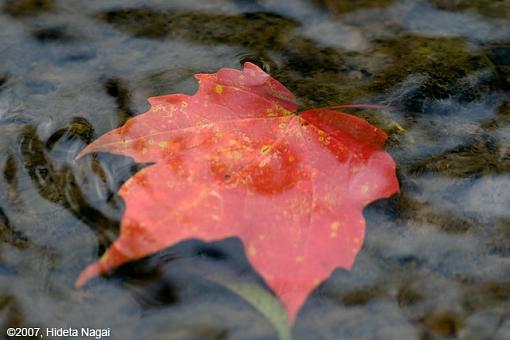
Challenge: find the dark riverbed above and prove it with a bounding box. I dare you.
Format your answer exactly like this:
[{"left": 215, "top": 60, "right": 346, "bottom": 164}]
[{"left": 0, "top": 0, "right": 510, "bottom": 339}]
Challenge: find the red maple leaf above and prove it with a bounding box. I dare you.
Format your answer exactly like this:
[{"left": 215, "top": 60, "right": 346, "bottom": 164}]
[{"left": 76, "top": 63, "right": 398, "bottom": 321}]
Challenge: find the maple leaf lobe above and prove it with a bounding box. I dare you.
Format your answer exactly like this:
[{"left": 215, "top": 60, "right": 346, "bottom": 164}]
[{"left": 77, "top": 63, "right": 398, "bottom": 320}]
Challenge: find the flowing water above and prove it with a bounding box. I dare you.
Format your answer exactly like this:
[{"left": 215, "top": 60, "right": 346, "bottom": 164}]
[{"left": 0, "top": 0, "right": 510, "bottom": 339}]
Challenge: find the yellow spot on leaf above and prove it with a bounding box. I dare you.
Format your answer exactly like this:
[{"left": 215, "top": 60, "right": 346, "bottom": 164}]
[{"left": 260, "top": 145, "right": 271, "bottom": 154}]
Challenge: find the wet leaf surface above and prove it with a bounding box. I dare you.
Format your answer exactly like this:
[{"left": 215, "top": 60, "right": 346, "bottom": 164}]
[{"left": 77, "top": 62, "right": 398, "bottom": 320}]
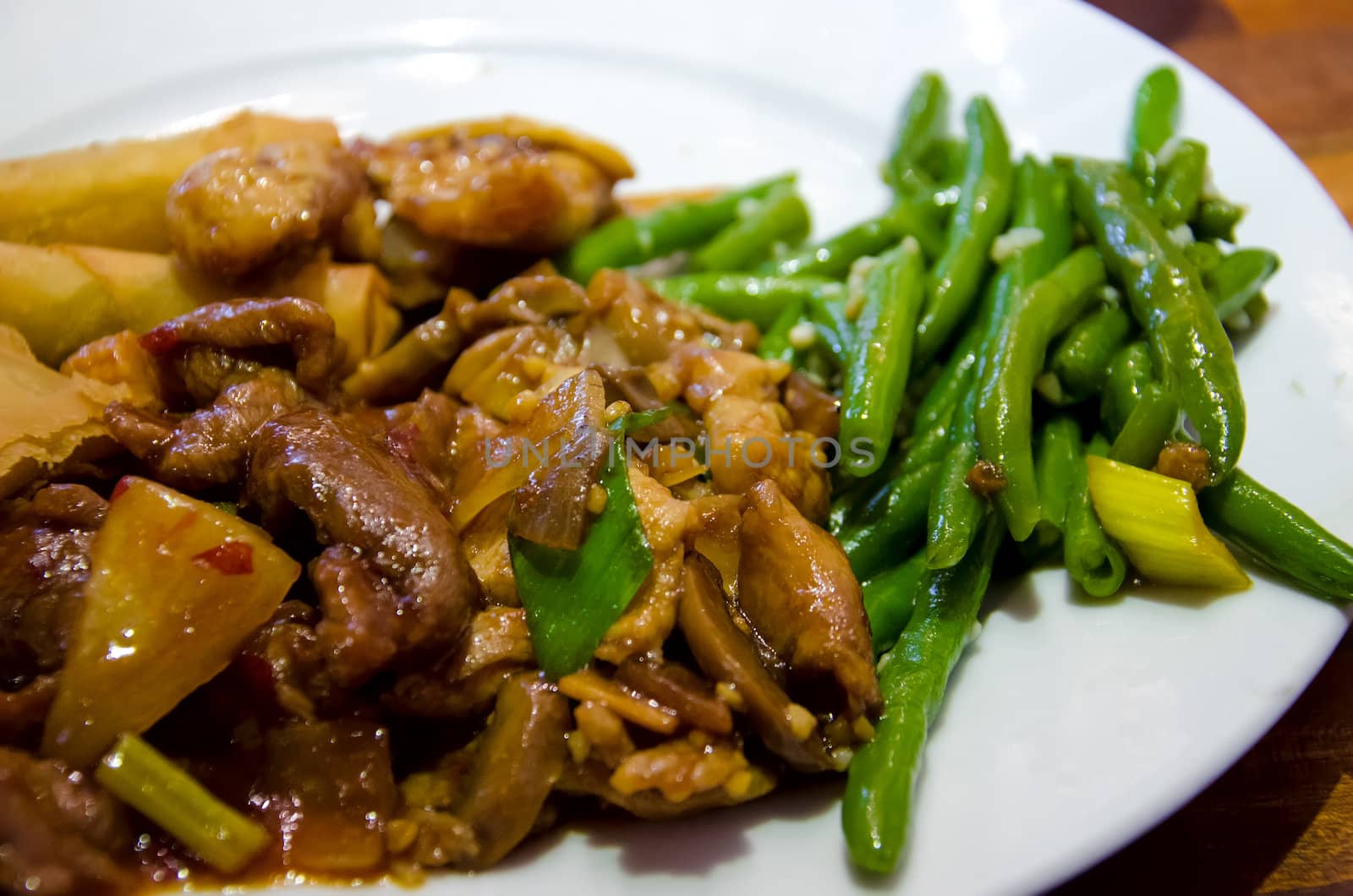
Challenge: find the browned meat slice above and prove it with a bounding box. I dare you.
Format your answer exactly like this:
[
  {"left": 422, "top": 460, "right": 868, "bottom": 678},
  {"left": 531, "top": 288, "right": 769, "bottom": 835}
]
[
  {"left": 0, "top": 484, "right": 108, "bottom": 691},
  {"left": 782, "top": 371, "right": 841, "bottom": 439},
  {"left": 0, "top": 747, "right": 137, "bottom": 896},
  {"left": 507, "top": 371, "right": 611, "bottom": 551},
  {"left": 353, "top": 134, "right": 614, "bottom": 253},
  {"left": 384, "top": 606, "right": 536, "bottom": 718},
  {"left": 737, "top": 479, "right": 881, "bottom": 718},
  {"left": 165, "top": 142, "right": 365, "bottom": 277},
  {"left": 587, "top": 270, "right": 756, "bottom": 365},
  {"left": 250, "top": 718, "right": 399, "bottom": 874},
  {"left": 598, "top": 367, "right": 702, "bottom": 444},
  {"left": 616, "top": 657, "right": 733, "bottom": 735},
  {"left": 679, "top": 554, "right": 841, "bottom": 772},
  {"left": 140, "top": 298, "right": 342, "bottom": 392},
  {"left": 559, "top": 739, "right": 775, "bottom": 819},
  {"left": 390, "top": 673, "right": 568, "bottom": 867},
  {"left": 104, "top": 369, "right": 311, "bottom": 489},
  {"left": 248, "top": 409, "right": 479, "bottom": 685},
  {"left": 456, "top": 275, "right": 591, "bottom": 336},
  {"left": 0, "top": 675, "right": 57, "bottom": 747}
]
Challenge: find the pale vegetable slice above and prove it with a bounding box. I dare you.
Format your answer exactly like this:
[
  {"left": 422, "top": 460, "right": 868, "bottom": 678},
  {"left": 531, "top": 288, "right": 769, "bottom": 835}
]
[
  {"left": 0, "top": 325, "right": 129, "bottom": 497},
  {"left": 1085, "top": 455, "right": 1250, "bottom": 590},
  {"left": 0, "top": 111, "right": 338, "bottom": 252},
  {"left": 42, "top": 477, "right": 300, "bottom": 766}
]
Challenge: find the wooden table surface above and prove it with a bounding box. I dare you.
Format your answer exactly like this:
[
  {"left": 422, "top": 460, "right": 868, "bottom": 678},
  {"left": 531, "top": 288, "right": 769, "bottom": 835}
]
[{"left": 1058, "top": 0, "right": 1353, "bottom": 896}]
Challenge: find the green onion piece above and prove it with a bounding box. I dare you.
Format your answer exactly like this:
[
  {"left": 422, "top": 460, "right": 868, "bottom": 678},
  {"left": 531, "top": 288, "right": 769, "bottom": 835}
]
[
  {"left": 507, "top": 433, "right": 654, "bottom": 680},
  {"left": 95, "top": 734, "right": 269, "bottom": 873}
]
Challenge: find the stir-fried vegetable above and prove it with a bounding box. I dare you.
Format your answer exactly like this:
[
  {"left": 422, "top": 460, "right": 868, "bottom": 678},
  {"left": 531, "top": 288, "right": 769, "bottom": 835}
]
[
  {"left": 1085, "top": 456, "right": 1250, "bottom": 590},
  {"left": 42, "top": 478, "right": 300, "bottom": 766},
  {"left": 95, "top": 734, "right": 269, "bottom": 871},
  {"left": 510, "top": 429, "right": 654, "bottom": 680}
]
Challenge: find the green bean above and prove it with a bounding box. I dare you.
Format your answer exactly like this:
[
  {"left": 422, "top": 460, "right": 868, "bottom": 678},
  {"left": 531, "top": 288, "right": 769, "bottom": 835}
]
[
  {"left": 977, "top": 246, "right": 1104, "bottom": 541},
  {"left": 1197, "top": 470, "right": 1353, "bottom": 603},
  {"left": 841, "top": 237, "right": 925, "bottom": 477},
  {"left": 925, "top": 387, "right": 986, "bottom": 570},
  {"left": 1184, "top": 243, "right": 1222, "bottom": 276},
  {"left": 884, "top": 72, "right": 949, "bottom": 195},
  {"left": 1100, "top": 341, "right": 1155, "bottom": 436},
  {"left": 1202, "top": 249, "right": 1280, "bottom": 320},
  {"left": 1108, "top": 383, "right": 1180, "bottom": 470},
  {"left": 559, "top": 175, "right": 794, "bottom": 283},
  {"left": 839, "top": 463, "right": 940, "bottom": 579},
  {"left": 1071, "top": 160, "right": 1245, "bottom": 482},
  {"left": 690, "top": 184, "right": 812, "bottom": 270},
  {"left": 1047, "top": 304, "right": 1135, "bottom": 401},
  {"left": 756, "top": 297, "right": 805, "bottom": 363},
  {"left": 1028, "top": 416, "right": 1081, "bottom": 551},
  {"left": 1189, "top": 196, "right": 1246, "bottom": 243},
  {"left": 841, "top": 513, "right": 1004, "bottom": 874},
  {"left": 648, "top": 273, "right": 843, "bottom": 331},
  {"left": 1062, "top": 434, "right": 1127, "bottom": 597},
  {"left": 1153, "top": 139, "right": 1207, "bottom": 227},
  {"left": 861, "top": 551, "right": 925, "bottom": 657},
  {"left": 1127, "top": 65, "right": 1180, "bottom": 158},
  {"left": 915, "top": 96, "right": 1015, "bottom": 364}
]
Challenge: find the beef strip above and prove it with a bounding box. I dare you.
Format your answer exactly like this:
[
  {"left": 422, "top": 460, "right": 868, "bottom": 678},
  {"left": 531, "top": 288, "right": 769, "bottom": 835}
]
[
  {"left": 0, "top": 747, "right": 137, "bottom": 896},
  {"left": 248, "top": 407, "right": 479, "bottom": 686},
  {"left": 104, "top": 369, "right": 311, "bottom": 490},
  {"left": 0, "top": 484, "right": 108, "bottom": 691}
]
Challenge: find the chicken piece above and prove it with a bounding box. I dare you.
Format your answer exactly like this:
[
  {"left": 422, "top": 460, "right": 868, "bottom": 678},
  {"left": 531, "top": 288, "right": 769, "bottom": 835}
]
[
  {"left": 353, "top": 133, "right": 614, "bottom": 253},
  {"left": 249, "top": 718, "right": 399, "bottom": 874},
  {"left": 441, "top": 325, "right": 578, "bottom": 423},
  {"left": 559, "top": 732, "right": 775, "bottom": 819},
  {"left": 587, "top": 270, "right": 756, "bottom": 368},
  {"left": 616, "top": 657, "right": 733, "bottom": 735},
  {"left": 456, "top": 275, "right": 591, "bottom": 336},
  {"left": 705, "top": 396, "right": 830, "bottom": 520},
  {"left": 679, "top": 554, "right": 844, "bottom": 772},
  {"left": 165, "top": 141, "right": 379, "bottom": 279},
  {"left": 140, "top": 298, "right": 342, "bottom": 392},
  {"left": 0, "top": 675, "right": 57, "bottom": 748},
  {"left": 104, "top": 369, "right": 313, "bottom": 490},
  {"left": 737, "top": 479, "right": 882, "bottom": 718},
  {"left": 568, "top": 700, "right": 634, "bottom": 768},
  {"left": 248, "top": 409, "right": 479, "bottom": 686},
  {"left": 782, "top": 371, "right": 841, "bottom": 439},
  {"left": 383, "top": 606, "right": 536, "bottom": 718},
  {"left": 397, "top": 673, "right": 568, "bottom": 867},
  {"left": 0, "top": 747, "right": 138, "bottom": 896},
  {"left": 0, "top": 484, "right": 108, "bottom": 691}
]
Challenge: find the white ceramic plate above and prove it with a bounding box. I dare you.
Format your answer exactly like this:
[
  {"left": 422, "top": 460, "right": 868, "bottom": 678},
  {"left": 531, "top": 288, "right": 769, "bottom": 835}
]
[{"left": 0, "top": 0, "right": 1353, "bottom": 893}]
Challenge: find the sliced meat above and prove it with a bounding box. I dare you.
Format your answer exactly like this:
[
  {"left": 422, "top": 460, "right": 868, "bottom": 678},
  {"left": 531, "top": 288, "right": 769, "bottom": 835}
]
[
  {"left": 248, "top": 409, "right": 479, "bottom": 686},
  {"left": 0, "top": 747, "right": 137, "bottom": 896},
  {"left": 0, "top": 675, "right": 57, "bottom": 747},
  {"left": 705, "top": 394, "right": 830, "bottom": 520},
  {"left": 399, "top": 671, "right": 568, "bottom": 867},
  {"left": 140, "top": 298, "right": 342, "bottom": 392},
  {"left": 681, "top": 554, "right": 841, "bottom": 772},
  {"left": 165, "top": 141, "right": 365, "bottom": 277},
  {"left": 104, "top": 369, "right": 311, "bottom": 490},
  {"left": 782, "top": 371, "right": 841, "bottom": 439},
  {"left": 383, "top": 606, "right": 536, "bottom": 718},
  {"left": 616, "top": 657, "right": 733, "bottom": 735},
  {"left": 559, "top": 754, "right": 775, "bottom": 820},
  {"left": 250, "top": 718, "right": 399, "bottom": 874},
  {"left": 0, "top": 484, "right": 108, "bottom": 691},
  {"left": 737, "top": 479, "right": 881, "bottom": 718}
]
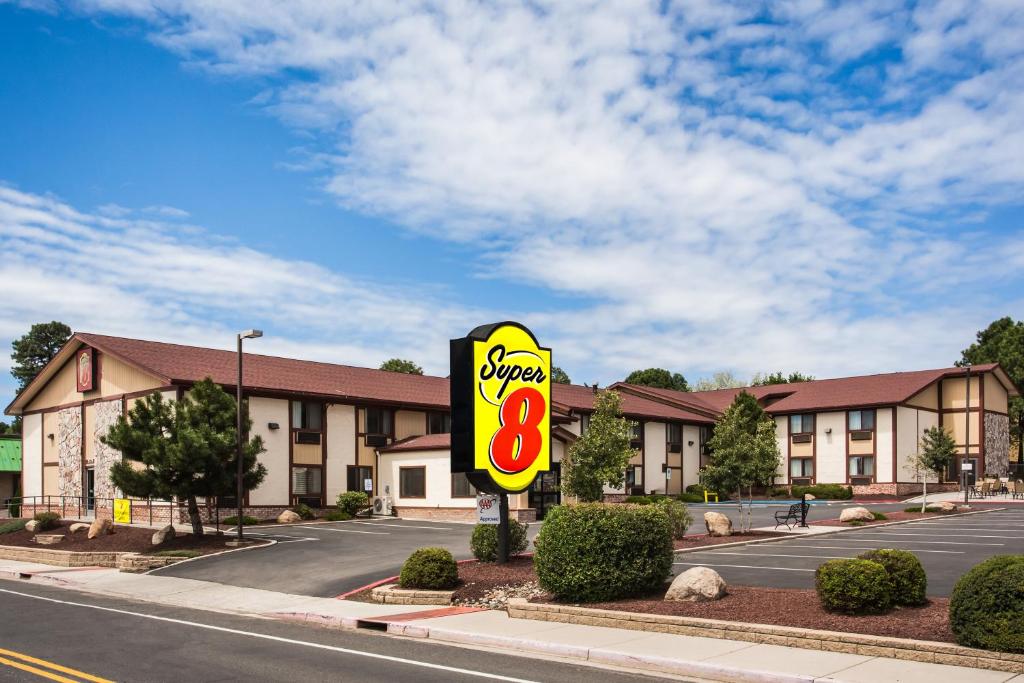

JOB: List every line of the records that contains the word "green", matching case exactly.

RESPONSE BELOW:
Challenge: find the green onion piece above and prove it with a bounding box. I dare you.
Challenge: find the green bean above and prove it with a bounding box. I dare you.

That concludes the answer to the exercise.